» ABOUT THIS TASK
Transcribe exactly, and only, the lines that run from the one containing "of the sandy" through the end of the records.

» THE RECORDS
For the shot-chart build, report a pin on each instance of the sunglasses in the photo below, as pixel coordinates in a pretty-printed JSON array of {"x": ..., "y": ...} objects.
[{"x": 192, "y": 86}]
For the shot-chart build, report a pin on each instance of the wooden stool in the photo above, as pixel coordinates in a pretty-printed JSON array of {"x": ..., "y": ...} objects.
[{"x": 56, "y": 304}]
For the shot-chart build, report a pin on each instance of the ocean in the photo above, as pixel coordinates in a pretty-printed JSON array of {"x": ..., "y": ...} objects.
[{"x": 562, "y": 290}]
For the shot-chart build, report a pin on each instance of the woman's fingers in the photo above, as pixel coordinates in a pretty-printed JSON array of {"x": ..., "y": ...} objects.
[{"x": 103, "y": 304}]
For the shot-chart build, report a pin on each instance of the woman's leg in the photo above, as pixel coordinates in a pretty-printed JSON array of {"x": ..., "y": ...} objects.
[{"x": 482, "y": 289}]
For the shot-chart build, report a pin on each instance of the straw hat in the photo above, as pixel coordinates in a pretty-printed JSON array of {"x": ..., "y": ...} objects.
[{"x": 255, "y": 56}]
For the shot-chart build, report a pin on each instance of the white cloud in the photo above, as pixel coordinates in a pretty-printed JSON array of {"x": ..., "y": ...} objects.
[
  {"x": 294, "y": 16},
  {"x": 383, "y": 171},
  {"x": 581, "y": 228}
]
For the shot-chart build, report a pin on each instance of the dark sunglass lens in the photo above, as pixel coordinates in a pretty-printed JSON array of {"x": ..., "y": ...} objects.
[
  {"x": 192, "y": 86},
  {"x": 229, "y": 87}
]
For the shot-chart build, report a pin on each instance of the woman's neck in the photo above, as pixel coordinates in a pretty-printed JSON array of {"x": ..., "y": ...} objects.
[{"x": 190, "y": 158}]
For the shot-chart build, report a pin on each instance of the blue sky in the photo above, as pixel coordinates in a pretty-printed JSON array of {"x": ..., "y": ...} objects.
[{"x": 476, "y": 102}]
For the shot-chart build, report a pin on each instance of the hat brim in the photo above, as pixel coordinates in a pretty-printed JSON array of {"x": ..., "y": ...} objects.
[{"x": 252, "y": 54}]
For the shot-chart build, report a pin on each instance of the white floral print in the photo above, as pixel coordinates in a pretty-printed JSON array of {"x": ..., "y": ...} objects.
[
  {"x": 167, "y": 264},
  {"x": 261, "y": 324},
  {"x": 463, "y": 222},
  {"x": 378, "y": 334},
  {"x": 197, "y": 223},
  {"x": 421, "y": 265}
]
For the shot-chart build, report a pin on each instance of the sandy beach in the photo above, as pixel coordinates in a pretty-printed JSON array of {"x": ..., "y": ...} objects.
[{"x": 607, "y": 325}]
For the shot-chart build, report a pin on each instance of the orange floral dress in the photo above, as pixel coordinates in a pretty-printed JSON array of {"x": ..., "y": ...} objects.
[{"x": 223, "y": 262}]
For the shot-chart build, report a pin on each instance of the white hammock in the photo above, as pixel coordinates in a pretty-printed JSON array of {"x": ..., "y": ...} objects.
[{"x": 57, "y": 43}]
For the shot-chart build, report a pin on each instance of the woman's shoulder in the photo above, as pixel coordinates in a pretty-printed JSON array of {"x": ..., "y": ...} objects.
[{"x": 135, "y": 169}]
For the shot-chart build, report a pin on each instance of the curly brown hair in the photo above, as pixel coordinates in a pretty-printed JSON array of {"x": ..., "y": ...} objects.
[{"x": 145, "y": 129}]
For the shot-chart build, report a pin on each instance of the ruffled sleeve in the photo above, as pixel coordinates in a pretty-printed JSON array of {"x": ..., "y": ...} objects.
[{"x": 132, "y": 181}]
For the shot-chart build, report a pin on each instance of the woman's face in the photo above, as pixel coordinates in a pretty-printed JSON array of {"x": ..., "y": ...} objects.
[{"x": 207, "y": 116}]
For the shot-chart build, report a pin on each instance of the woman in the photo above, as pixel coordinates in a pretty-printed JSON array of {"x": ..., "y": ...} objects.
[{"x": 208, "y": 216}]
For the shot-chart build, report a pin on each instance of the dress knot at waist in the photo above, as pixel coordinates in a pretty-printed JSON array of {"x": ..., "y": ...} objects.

» EXERCISE ANSWER
For the shot-chart build, report a pin on each instance of the sandy beach in the photo above, as pixel coordinates in a pretty-printed JSON array of {"x": ..., "y": ...} objects.
[{"x": 607, "y": 325}]
For the shot-chart build, report a pin on each instance of the orange floral dress in the photo above, as pixel coordinates in a pretty-printed JSON array of {"x": ..., "y": ...} objects.
[{"x": 223, "y": 262}]
For the shot-chart build, report a pin on each instance of the white hammock in the photo above, as pixel coordinates in a pretty-printed JSON array of {"x": ..., "y": ...} objects.
[{"x": 57, "y": 43}]
For the shot-chart build, report a pin on each instance of the woman's shoulder in the photo above, as pixel coordinates in a pretty-printed JSON array of {"x": ..., "y": ...} objects.
[{"x": 135, "y": 169}]
For the shot-chart build, report a pin on each instance of the curly brown hair in the photo above, as pixel coordinates in a pretty-printed JSON array of {"x": ..., "y": ...} objects.
[{"x": 145, "y": 129}]
For the shot-chart build, report a pin on each instance of the ruffled sleeve in the photo above, as pixel coordinates in a pretty-printed JSON array of {"x": ..., "y": ...} objects.
[{"x": 132, "y": 181}]
For the shot-chart build, report a pin on each instance of the woman's face in the photo above, as pixel coordinates in a pretty-printed JSON array of {"x": ..., "y": ...} objects.
[{"x": 207, "y": 116}]
For the shot-chart build, report a pin on each instance of the woman in the photo above, as pixel coordinates in a pretty-printed JSON array of {"x": ..., "y": ...} objects.
[{"x": 208, "y": 216}]
For the shot-chart build, report a pin on each instance of the dress knot at waist in the photo above, as pixel coordinates in a pretty-printed JSON array of {"x": ..., "y": ...} objects.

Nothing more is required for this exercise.